# Source document:
****

Gold surged to record highs on Monday as growing tensions between the US and China fired up investor appetite for safe-haven assets. It was also helped by aggressive monetary easing across the world due to the pandemic.
The yellow metal rose 1.6 percent to $1,943 per ounce, surpassing a peak touched in September 2011. Silver also joined the rally, jumping 4.5 percent to its highest since September 2013 at $23.86 per ounce.
Meanwhile, the US dollar plunged to a near two-year low versus major currencies as concerns about the US economic outlook have also started to weigh on the greenback.
With the dollar substantially weaker, “a lot of funds are moving into gold right now,” analyst at ED&F Man Capital Markets Edward Meir told Reuters. “And as long as the [virus situation] gets worse, the market is discounting more stimulus for a longer period of time and in bigger quantities, and all of that is bullish for gold,” he said.
According to Jeffrey Halley, a senior market analyst at OANDA, gold’s record run may gain further momentum on technical buying and as stop losses are taken out. “The move to $2,000 an ounce will happen much more quickly than the move from $1,800-$1,920,” he said.

****

# The data:
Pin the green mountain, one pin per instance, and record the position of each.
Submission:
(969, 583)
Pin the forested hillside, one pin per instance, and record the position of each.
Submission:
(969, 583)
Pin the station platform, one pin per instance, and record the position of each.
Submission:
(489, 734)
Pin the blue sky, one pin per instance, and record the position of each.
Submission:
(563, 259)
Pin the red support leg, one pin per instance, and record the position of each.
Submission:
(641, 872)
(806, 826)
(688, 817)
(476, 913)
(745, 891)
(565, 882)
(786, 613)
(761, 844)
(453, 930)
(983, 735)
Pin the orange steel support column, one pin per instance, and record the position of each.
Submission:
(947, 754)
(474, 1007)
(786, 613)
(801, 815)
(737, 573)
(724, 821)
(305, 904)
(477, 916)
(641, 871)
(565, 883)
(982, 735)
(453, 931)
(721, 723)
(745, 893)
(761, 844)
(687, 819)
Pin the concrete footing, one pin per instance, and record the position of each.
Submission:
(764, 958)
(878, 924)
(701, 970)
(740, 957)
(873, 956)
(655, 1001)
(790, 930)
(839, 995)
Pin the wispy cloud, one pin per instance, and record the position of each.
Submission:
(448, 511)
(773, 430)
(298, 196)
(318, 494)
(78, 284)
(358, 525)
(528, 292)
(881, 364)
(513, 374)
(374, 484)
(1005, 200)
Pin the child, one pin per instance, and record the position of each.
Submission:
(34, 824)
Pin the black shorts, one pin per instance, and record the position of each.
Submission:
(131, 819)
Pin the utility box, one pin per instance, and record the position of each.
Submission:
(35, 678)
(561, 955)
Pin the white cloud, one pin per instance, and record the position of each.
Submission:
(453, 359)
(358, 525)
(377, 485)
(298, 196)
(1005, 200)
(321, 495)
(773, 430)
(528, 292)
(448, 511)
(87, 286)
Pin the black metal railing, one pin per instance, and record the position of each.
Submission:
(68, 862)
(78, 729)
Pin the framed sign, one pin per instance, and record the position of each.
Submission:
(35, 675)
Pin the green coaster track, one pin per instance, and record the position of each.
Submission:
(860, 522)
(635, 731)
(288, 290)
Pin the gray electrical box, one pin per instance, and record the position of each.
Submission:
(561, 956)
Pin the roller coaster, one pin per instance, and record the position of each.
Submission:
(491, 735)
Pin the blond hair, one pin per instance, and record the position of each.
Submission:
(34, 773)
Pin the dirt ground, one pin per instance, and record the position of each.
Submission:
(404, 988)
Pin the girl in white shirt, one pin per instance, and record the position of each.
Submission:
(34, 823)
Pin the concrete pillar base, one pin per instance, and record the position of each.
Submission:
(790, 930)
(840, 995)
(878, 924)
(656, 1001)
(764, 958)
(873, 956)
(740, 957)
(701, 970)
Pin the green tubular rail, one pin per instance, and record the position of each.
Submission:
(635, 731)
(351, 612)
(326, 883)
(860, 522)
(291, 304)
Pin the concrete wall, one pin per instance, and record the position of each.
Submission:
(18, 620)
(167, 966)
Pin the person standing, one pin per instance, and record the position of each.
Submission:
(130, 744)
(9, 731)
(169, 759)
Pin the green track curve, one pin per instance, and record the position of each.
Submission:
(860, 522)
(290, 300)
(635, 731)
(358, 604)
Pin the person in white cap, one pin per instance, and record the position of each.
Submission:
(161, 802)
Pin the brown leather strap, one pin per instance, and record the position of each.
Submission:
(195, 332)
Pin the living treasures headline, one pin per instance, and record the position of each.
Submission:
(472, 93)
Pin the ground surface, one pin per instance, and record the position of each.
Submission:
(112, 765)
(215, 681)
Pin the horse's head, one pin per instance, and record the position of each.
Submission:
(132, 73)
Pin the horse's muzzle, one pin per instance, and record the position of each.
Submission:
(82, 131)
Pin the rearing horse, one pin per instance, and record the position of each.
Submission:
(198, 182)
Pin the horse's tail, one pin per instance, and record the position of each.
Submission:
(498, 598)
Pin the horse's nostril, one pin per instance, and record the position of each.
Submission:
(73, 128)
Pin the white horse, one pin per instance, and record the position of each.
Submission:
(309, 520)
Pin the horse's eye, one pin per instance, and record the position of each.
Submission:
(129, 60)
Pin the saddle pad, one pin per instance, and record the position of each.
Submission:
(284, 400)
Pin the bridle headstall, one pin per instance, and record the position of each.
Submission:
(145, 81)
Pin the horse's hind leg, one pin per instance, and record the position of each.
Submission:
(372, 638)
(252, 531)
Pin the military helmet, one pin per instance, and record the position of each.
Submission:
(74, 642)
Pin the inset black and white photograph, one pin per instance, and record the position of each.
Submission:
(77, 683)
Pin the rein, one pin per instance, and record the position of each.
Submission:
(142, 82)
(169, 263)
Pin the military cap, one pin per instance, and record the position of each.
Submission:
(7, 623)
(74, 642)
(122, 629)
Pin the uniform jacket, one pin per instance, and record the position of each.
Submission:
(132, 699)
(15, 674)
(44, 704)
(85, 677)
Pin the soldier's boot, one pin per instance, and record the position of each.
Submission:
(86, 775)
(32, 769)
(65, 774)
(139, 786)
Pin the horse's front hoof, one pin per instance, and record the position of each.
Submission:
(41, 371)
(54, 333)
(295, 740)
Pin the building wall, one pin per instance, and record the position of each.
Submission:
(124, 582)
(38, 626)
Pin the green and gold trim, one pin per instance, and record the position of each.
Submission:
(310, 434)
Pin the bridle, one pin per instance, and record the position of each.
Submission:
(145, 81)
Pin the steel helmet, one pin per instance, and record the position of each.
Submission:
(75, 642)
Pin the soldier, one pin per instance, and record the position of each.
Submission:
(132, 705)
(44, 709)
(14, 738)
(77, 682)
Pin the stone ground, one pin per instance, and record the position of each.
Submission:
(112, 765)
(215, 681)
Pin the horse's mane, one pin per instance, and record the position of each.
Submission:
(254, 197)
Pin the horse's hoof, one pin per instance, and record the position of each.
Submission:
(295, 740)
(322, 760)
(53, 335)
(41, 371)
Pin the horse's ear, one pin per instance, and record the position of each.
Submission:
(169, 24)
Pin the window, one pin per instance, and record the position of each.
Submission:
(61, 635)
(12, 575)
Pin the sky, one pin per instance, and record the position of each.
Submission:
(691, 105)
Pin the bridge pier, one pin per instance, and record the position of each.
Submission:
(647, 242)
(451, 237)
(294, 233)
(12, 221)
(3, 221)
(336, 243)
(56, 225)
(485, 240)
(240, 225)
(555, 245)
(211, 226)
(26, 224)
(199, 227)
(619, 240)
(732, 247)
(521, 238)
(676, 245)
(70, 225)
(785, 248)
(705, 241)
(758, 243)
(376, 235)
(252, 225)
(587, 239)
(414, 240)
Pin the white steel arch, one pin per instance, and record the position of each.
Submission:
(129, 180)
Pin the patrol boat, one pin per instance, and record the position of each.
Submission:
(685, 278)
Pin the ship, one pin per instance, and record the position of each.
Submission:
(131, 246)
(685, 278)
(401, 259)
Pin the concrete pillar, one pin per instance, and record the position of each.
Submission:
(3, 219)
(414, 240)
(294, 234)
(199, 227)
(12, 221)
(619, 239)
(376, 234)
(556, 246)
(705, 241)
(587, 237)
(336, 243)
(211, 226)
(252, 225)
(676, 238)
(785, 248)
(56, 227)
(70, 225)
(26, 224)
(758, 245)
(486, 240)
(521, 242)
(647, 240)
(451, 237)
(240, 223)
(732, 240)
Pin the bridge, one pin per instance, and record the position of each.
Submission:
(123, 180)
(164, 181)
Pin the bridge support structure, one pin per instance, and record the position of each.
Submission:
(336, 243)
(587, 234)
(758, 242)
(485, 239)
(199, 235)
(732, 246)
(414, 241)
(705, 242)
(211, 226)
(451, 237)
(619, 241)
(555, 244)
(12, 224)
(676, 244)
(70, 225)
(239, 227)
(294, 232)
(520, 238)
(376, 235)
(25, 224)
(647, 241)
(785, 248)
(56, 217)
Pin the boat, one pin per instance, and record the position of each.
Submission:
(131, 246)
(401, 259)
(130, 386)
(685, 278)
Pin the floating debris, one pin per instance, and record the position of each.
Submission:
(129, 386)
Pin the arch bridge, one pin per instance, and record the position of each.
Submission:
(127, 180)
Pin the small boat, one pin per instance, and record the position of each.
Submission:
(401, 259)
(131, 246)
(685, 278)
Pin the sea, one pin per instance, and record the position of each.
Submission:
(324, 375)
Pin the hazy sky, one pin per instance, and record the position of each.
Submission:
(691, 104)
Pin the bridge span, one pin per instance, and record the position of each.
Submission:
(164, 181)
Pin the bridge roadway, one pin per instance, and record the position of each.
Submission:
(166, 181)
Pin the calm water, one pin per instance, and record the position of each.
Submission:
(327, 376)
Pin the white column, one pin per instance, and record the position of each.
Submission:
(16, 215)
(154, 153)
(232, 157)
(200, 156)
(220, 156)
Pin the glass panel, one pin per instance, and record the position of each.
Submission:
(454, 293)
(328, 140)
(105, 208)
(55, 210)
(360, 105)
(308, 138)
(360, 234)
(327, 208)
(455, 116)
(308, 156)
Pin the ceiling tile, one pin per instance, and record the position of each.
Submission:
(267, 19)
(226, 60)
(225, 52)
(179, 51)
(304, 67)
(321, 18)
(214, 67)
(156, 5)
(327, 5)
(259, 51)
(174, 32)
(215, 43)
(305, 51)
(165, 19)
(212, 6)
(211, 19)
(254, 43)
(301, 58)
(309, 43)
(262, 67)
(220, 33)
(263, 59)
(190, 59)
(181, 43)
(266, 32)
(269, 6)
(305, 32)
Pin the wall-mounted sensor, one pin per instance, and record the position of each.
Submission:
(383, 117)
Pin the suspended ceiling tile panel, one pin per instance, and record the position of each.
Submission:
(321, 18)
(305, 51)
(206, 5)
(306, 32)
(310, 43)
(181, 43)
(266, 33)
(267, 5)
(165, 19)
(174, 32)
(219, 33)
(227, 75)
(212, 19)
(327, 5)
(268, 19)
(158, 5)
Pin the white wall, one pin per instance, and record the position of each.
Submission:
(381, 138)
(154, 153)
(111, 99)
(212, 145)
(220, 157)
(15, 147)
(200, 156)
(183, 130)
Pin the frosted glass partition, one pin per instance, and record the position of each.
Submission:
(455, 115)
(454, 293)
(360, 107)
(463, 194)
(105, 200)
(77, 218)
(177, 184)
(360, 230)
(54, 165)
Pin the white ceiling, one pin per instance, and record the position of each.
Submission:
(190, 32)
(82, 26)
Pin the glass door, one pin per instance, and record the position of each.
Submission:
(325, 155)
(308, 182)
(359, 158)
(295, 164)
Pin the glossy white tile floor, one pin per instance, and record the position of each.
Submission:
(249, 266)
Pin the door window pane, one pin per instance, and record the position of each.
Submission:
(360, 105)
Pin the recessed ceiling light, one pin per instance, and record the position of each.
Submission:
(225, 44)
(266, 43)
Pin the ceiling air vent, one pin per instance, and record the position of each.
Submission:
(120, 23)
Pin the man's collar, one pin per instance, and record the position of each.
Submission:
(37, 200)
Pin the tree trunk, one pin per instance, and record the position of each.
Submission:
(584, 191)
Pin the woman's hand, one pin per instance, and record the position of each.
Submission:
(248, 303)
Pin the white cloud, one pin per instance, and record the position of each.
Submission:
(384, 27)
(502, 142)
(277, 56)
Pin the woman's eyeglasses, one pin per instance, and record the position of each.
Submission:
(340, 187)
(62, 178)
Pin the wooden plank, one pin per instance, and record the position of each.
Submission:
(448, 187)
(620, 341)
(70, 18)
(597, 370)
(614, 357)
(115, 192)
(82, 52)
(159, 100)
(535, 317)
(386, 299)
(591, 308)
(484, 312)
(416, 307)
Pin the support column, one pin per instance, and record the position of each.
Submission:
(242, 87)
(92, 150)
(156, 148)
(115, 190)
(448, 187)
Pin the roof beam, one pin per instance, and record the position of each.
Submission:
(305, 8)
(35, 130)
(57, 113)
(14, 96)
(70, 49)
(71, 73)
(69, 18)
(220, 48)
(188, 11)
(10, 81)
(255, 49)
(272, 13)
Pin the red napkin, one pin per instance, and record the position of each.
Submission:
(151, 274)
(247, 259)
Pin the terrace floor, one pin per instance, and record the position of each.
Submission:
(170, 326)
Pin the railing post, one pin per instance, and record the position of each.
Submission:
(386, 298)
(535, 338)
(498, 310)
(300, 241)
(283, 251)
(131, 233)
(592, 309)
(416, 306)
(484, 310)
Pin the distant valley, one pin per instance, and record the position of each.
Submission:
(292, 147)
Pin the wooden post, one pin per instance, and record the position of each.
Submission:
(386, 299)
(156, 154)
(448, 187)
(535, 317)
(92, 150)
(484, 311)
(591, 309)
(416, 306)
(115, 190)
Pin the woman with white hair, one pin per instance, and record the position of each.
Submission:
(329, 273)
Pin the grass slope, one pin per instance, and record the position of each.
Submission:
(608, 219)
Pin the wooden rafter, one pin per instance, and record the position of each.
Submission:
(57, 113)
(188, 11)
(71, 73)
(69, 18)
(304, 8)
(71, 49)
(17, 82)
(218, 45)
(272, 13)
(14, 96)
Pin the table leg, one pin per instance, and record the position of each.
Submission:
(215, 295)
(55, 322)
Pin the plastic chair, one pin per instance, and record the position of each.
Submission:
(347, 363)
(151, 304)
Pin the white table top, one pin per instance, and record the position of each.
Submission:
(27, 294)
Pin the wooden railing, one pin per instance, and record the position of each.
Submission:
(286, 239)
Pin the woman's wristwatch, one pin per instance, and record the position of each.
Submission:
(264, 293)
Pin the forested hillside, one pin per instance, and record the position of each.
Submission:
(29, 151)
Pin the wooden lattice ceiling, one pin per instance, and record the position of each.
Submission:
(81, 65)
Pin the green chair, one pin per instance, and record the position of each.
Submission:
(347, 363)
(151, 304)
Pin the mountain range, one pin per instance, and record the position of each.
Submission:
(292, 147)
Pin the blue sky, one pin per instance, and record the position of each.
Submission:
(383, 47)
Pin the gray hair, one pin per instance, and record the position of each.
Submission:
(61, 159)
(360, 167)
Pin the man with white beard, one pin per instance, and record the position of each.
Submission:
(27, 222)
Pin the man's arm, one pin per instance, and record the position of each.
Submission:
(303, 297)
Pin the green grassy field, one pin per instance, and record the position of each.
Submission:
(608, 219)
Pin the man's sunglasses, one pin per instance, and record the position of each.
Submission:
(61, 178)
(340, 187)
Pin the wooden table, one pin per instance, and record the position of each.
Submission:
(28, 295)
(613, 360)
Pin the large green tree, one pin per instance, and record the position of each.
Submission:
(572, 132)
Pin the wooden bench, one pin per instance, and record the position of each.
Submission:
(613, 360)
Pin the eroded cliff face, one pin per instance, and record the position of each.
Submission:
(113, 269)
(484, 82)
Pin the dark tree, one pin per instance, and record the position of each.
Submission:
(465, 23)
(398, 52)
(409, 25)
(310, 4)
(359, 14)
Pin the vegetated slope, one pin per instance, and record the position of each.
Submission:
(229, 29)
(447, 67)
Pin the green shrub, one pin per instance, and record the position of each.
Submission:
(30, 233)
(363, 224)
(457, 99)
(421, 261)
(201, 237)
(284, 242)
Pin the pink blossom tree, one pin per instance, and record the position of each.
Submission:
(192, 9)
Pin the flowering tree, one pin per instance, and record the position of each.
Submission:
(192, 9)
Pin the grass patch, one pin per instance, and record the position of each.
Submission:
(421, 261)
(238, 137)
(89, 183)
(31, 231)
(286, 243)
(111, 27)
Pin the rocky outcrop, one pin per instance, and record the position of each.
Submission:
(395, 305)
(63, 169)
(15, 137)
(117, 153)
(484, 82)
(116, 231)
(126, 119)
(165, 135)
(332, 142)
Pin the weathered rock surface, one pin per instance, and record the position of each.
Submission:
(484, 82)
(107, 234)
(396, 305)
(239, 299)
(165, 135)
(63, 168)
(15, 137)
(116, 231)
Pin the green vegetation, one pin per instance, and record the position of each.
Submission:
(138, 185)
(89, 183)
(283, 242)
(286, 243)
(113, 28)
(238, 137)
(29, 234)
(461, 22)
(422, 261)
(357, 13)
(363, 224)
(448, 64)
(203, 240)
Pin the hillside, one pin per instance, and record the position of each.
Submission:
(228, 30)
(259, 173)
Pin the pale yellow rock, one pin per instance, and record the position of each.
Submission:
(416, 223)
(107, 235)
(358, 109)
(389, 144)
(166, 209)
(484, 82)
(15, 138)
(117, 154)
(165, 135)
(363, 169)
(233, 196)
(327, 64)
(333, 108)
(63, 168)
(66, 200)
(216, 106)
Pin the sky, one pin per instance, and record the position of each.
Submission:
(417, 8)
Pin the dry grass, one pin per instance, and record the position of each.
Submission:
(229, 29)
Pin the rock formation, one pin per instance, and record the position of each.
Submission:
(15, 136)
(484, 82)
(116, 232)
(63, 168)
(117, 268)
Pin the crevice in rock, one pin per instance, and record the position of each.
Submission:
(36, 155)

****

# Problem details:
In the article on gold's record highs, what price per ounce did silver reach?

# Reply to the task:
$23.86 per ounce